__What is expected__
Would you reproduce the entries that follow exactly as they appear?

Data for analysis START

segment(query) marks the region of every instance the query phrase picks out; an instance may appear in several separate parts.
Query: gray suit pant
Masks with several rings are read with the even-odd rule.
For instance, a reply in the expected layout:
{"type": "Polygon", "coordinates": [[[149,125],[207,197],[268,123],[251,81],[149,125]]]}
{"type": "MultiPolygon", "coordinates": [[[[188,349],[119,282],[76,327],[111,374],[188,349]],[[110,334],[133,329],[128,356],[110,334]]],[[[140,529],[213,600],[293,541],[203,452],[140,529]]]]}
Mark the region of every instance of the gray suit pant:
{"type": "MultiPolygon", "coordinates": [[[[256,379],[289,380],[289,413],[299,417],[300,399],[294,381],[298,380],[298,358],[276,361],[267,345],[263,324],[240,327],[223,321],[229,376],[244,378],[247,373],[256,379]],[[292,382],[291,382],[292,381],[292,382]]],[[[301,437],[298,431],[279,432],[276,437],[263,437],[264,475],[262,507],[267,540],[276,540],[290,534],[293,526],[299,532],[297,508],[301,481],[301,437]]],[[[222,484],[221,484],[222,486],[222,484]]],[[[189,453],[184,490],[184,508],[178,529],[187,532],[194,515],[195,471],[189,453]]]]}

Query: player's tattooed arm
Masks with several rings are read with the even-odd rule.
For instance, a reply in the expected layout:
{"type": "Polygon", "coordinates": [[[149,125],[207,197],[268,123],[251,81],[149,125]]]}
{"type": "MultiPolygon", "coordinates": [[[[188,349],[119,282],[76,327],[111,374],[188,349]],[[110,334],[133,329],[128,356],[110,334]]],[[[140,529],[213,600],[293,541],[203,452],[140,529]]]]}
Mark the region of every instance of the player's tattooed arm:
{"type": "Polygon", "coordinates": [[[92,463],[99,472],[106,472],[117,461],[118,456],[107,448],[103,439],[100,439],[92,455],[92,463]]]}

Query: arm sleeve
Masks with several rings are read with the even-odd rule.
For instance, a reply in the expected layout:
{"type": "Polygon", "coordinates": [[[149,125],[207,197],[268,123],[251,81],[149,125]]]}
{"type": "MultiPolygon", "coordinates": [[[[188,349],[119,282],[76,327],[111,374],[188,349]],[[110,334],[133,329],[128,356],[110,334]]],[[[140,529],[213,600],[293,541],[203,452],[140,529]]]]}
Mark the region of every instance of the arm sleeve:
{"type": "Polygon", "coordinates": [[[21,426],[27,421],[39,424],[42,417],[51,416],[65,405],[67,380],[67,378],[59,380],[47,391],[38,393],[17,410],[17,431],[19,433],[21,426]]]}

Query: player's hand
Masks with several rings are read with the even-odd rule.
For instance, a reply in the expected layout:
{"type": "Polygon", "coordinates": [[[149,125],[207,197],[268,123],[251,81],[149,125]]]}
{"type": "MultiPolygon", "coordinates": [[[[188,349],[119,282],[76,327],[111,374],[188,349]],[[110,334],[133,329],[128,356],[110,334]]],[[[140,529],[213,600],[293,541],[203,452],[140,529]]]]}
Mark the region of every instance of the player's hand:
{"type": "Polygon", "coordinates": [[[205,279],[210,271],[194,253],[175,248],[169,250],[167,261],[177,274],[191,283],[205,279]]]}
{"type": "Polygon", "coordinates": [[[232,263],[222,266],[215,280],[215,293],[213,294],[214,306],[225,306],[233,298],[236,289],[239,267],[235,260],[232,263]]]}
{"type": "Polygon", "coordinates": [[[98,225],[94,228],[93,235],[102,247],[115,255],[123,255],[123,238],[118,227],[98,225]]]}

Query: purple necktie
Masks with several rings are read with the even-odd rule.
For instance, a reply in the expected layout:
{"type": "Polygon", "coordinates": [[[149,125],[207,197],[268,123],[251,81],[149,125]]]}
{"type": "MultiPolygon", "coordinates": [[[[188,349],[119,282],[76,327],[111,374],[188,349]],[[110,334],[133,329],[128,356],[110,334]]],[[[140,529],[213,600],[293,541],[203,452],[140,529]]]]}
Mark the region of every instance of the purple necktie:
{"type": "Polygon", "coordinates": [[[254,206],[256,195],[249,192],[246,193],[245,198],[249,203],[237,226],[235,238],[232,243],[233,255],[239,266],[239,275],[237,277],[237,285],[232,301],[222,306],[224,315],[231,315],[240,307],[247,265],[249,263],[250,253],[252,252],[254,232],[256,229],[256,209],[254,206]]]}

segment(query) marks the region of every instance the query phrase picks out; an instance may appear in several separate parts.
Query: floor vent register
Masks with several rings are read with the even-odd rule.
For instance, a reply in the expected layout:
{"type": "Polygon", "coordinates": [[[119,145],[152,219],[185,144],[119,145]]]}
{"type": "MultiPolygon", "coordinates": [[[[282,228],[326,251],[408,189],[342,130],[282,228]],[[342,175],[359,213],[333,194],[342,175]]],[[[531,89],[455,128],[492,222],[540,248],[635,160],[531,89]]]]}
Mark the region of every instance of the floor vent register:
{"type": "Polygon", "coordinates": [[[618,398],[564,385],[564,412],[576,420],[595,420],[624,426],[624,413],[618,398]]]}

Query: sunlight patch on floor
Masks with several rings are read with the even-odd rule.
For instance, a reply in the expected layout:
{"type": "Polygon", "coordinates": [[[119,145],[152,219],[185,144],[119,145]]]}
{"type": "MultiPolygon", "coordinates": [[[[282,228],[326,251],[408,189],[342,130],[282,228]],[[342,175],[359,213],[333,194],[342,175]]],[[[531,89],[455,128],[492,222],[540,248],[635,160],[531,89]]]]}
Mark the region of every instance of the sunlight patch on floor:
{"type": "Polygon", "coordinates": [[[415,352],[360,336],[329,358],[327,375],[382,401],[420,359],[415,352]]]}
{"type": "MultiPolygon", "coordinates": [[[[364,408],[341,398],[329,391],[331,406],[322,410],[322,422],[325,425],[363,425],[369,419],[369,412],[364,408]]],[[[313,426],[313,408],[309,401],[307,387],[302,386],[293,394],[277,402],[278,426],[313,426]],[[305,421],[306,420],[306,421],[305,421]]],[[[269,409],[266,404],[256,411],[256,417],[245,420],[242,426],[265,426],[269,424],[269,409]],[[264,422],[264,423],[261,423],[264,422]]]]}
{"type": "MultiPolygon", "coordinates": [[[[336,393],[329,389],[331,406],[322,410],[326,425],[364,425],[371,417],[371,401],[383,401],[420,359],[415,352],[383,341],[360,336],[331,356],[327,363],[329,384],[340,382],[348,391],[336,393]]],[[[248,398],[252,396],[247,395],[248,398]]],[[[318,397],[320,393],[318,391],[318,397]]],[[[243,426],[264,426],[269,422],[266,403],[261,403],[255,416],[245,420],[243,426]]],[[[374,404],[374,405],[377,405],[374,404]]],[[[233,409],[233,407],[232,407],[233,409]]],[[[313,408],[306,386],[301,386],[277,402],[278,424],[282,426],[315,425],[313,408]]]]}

Data for analysis END

__Answer for the task__
segment(query) marks the region of every instance the query phrase picks out; an instance may appear in several separate parts.
Query: gray suit pant
Masks with several rings are read with the even-odd rule.
For instance, a reply in the expected layout:
{"type": "Polygon", "coordinates": [[[149,125],[207,197],[268,123],[251,81],[149,125]]]}
{"type": "MultiPolygon", "coordinates": [[[[188,349],[119,282],[76,327],[111,374],[188,349]],[[110,334],[133,329],[128,356],[110,334]]],[[[140,529],[213,600],[293,541],[203,452],[140,529]]]]}
Mark the region of every instance of the gray suit pant:
{"type": "MultiPolygon", "coordinates": [[[[256,379],[289,380],[289,413],[299,417],[300,399],[294,381],[298,380],[298,358],[276,361],[267,345],[263,324],[240,327],[223,321],[229,376],[244,378],[247,373],[256,379]],[[292,382],[291,382],[292,381],[292,382]]],[[[301,437],[298,431],[279,432],[276,437],[263,437],[264,475],[262,507],[267,540],[276,540],[290,534],[293,526],[299,532],[297,508],[301,481],[301,437]]],[[[222,484],[221,484],[222,486],[222,484]]],[[[189,453],[184,490],[184,508],[178,529],[187,532],[194,515],[195,471],[189,453]]]]}

Query: player's tattooed arm
Masks with several rings are read with the even-odd rule.
For instance, a reply in the expected layout:
{"type": "Polygon", "coordinates": [[[149,125],[207,197],[268,123],[251,81],[149,125]]]}
{"type": "MultiPolygon", "coordinates": [[[[188,349],[119,282],[76,327],[111,374],[188,349]],[[110,334],[133,329],[128,356],[110,334]]],[[[140,529],[213,600],[293,541],[203,452],[140,529]]]]}
Mark the region of every instance of the player's tattooed arm:
{"type": "Polygon", "coordinates": [[[92,463],[99,472],[106,472],[117,461],[118,456],[107,448],[103,439],[100,439],[92,455],[92,463]]]}

Query: arm sleeve
Masks with several rings are read with the even-odd rule.
For instance, a reply in the expected layout:
{"type": "Polygon", "coordinates": [[[149,125],[207,197],[268,123],[251,81],[149,125]]]}
{"type": "MultiPolygon", "coordinates": [[[[188,349],[119,282],[76,327],[111,374],[188,349]],[[110,334],[133,329],[128,356],[110,334]]],[[[140,529],[213,600],[293,541],[203,452],[140,529]]]]}
Mark the region of every instance of the arm sleeve:
{"type": "Polygon", "coordinates": [[[21,426],[27,421],[39,424],[42,417],[51,416],[65,405],[67,380],[67,378],[59,380],[47,391],[38,393],[17,410],[17,431],[19,433],[21,426]]]}

Query: player's hand
Masks with several rings are read with the even-odd rule.
For instance, a reply in the expected layout:
{"type": "Polygon", "coordinates": [[[149,125],[207,197],[268,123],[251,81],[149,125]]]}
{"type": "MultiPolygon", "coordinates": [[[[188,349],[119,282],[76,327],[111,374],[188,349]],[[110,334],[133,329],[128,356],[110,334]]],[[[140,529],[213,600],[293,541],[203,452],[140,529]]]]}
Mark the region of every instance of the player's hand:
{"type": "Polygon", "coordinates": [[[205,279],[210,271],[194,253],[175,248],[169,250],[167,261],[177,274],[191,283],[205,279]]]}
{"type": "Polygon", "coordinates": [[[232,263],[222,266],[215,280],[215,293],[213,294],[214,306],[225,306],[233,298],[236,289],[239,267],[235,260],[232,263]]]}
{"type": "Polygon", "coordinates": [[[98,225],[94,228],[93,235],[102,247],[115,255],[123,255],[123,238],[118,227],[98,225]]]}

Query: purple necktie
Masks with several rings are read with the even-odd rule.
For instance, a reply in the expected layout:
{"type": "Polygon", "coordinates": [[[149,125],[207,197],[268,123],[251,81],[149,125]]]}
{"type": "MultiPolygon", "coordinates": [[[[188,349],[119,282],[76,327],[111,374],[188,349]],[[110,334],[133,329],[128,356],[110,334]]],[[[140,529],[213,600],[293,541],[203,452],[140,529]]]]}
Mark the region of every instance of the purple necktie:
{"type": "Polygon", "coordinates": [[[254,206],[256,195],[249,192],[246,193],[245,198],[249,203],[237,226],[235,238],[232,243],[233,255],[239,266],[239,275],[237,277],[237,285],[232,301],[222,306],[224,315],[231,315],[240,307],[247,265],[249,263],[250,253],[252,252],[254,232],[256,229],[256,209],[254,206]]]}

segment(query) marks the region of every instance the query phrase picks out; an instance may appear in several separate parts.
Query: floor vent register
Masks with several rings are read with the even-odd rule.
For instance, a reply in the expected layout:
{"type": "Polygon", "coordinates": [[[119,145],[152,219],[185,144],[119,145]]]}
{"type": "MultiPolygon", "coordinates": [[[[282,228],[326,251],[408,189],[342,130],[282,228]],[[342,175],[359,213],[333,194],[342,175]]],[[[531,89],[455,128],[492,222],[540,248],[635,160],[531,89]]]]}
Mark the region of every instance of the floor vent register:
{"type": "Polygon", "coordinates": [[[618,398],[564,385],[564,412],[576,420],[595,420],[624,426],[624,413],[618,398]]]}

Query: sunlight patch on floor
Masks with several rings are read with the even-odd rule.
For instance, a reply in the expected layout:
{"type": "Polygon", "coordinates": [[[119,145],[152,219],[185,144],[119,145]]]}
{"type": "MultiPolygon", "coordinates": [[[[282,228],[326,251],[408,189],[342,130],[282,228]],[[342,175],[359,213],[333,194],[342,175]]],[[[531,89],[455,128],[492,222],[540,248],[635,160],[531,89]]]]}
Mark the region of every instance of the sunlight patch on floor:
{"type": "Polygon", "coordinates": [[[415,352],[360,336],[329,358],[327,375],[382,401],[420,359],[415,352]]]}
{"type": "MultiPolygon", "coordinates": [[[[364,408],[341,398],[329,391],[331,406],[322,410],[322,422],[325,425],[363,425],[369,419],[369,412],[364,408]]],[[[313,426],[313,408],[309,401],[307,387],[302,386],[293,394],[277,402],[278,426],[313,426]],[[305,421],[306,420],[306,421],[305,421]]],[[[269,409],[266,404],[256,411],[256,417],[245,420],[242,426],[265,426],[269,424],[269,409]],[[264,422],[264,423],[261,423],[264,422]]]]}
{"type": "MultiPolygon", "coordinates": [[[[336,393],[329,389],[331,406],[322,410],[326,425],[364,425],[371,417],[371,401],[383,401],[420,359],[415,352],[383,341],[360,336],[331,356],[327,363],[329,384],[340,382],[348,391],[336,393]]],[[[248,398],[252,396],[247,395],[248,398]]],[[[318,397],[320,393],[318,391],[318,397]]],[[[243,426],[264,426],[269,422],[266,403],[261,403],[255,416],[245,420],[243,426]]],[[[374,404],[374,405],[377,405],[374,404]]],[[[233,409],[233,407],[232,407],[233,409]]],[[[313,408],[306,386],[301,386],[277,402],[278,424],[282,426],[315,425],[313,408]]]]}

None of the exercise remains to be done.